Point localization data:

# # # # # # #

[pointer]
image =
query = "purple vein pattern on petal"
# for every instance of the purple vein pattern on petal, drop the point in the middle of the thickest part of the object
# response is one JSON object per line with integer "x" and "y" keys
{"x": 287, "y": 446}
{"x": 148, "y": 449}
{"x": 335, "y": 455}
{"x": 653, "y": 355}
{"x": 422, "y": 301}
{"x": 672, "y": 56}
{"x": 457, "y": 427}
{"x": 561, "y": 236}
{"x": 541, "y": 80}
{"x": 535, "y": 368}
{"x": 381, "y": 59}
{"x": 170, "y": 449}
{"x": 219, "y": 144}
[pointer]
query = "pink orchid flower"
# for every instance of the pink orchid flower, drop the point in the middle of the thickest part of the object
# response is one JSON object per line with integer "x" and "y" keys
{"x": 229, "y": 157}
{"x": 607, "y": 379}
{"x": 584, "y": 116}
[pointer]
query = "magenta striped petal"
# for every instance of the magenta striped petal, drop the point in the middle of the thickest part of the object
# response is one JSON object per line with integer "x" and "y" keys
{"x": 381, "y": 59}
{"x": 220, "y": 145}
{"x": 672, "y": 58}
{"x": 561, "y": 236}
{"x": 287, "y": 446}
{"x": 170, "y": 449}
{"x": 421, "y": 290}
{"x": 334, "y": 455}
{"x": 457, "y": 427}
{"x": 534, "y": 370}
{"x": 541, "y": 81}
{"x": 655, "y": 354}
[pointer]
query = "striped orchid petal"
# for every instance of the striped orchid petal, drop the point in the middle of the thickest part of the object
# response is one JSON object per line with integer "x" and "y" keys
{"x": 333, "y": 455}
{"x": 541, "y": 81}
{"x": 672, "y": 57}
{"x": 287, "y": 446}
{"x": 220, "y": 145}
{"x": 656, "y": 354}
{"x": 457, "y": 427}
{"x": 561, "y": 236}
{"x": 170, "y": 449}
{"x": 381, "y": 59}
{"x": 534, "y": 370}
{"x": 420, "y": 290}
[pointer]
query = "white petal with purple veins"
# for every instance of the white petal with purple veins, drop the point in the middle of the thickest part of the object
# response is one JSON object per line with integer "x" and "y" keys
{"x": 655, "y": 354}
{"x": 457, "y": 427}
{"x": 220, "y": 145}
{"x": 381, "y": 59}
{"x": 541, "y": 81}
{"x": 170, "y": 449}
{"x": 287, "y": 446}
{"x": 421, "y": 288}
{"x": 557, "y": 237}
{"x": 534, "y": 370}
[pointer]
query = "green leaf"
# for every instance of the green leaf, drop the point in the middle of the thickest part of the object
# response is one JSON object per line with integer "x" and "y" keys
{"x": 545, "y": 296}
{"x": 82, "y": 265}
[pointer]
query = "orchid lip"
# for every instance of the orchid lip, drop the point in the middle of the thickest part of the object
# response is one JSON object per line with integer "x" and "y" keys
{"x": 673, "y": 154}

# # # # # # #

Restate each of the records exactly, leaving nothing out.

--- RESPONSE TO THIS EXERCISE ---
[pointer]
image =
query = "purple vein pattern on petal"
# for every instance of the purple vein pattern on petal, drop the point in the middle of the thickest part of the object
# response is one JSON object per line with integer "x" and "y" keys
{"x": 287, "y": 446}
{"x": 148, "y": 449}
{"x": 335, "y": 455}
{"x": 653, "y": 355}
{"x": 422, "y": 301}
{"x": 672, "y": 56}
{"x": 457, "y": 427}
{"x": 561, "y": 236}
{"x": 541, "y": 80}
{"x": 535, "y": 368}
{"x": 381, "y": 59}
{"x": 170, "y": 449}
{"x": 219, "y": 144}
[pointer]
query = "pink orchid flower"
# for every instance of the pink orchid flower, drop the point in the middle of the thickest part of the object
# response is one JSON object per line with integer "x" and "y" keys
{"x": 229, "y": 157}
{"x": 607, "y": 379}
{"x": 584, "y": 116}
[pointer]
query = "magenta striped petal"
# for every instance of the magenta striped petal, drop the point in the middle of the thickest part of the object
# response is one JSON object per line with integer "x" and "y" keys
{"x": 381, "y": 59}
{"x": 220, "y": 145}
{"x": 672, "y": 58}
{"x": 561, "y": 236}
{"x": 287, "y": 446}
{"x": 170, "y": 449}
{"x": 421, "y": 290}
{"x": 334, "y": 455}
{"x": 457, "y": 427}
{"x": 534, "y": 370}
{"x": 541, "y": 81}
{"x": 655, "y": 354}
[pointer]
query = "striped orchid petal"
# for every instance of the striped orchid petal, drop the point in the middle of the thickest part of the object
# response is one JSON object per line with integer "x" and "y" keys
{"x": 333, "y": 455}
{"x": 541, "y": 81}
{"x": 672, "y": 57}
{"x": 287, "y": 446}
{"x": 220, "y": 145}
{"x": 656, "y": 354}
{"x": 457, "y": 427}
{"x": 561, "y": 236}
{"x": 170, "y": 449}
{"x": 381, "y": 59}
{"x": 534, "y": 370}
{"x": 420, "y": 290}
[pointer]
query = "white petal with purple veins"
# for every instance of the white petal with purple veins, drop the point in the middle of the thickest part of the object
# response is one JSON object per line with integer "x" and "y" keys
{"x": 655, "y": 354}
{"x": 457, "y": 427}
{"x": 220, "y": 145}
{"x": 381, "y": 59}
{"x": 541, "y": 81}
{"x": 170, "y": 449}
{"x": 287, "y": 446}
{"x": 421, "y": 288}
{"x": 557, "y": 237}
{"x": 534, "y": 370}
[pointer]
query = "green leaf"
# for every instance of the green leaf, drop the point in the middle of the thickest part of the object
# response is one JSON object per line with integer "x" and "y" keys
{"x": 545, "y": 296}
{"x": 82, "y": 265}
[pointer]
query = "orchid lip"
# for every instance of the orchid lip, drop the point in the middle of the thickest part of the object
# response is one JSON object per line with integer "x" and "y" keys
{"x": 673, "y": 154}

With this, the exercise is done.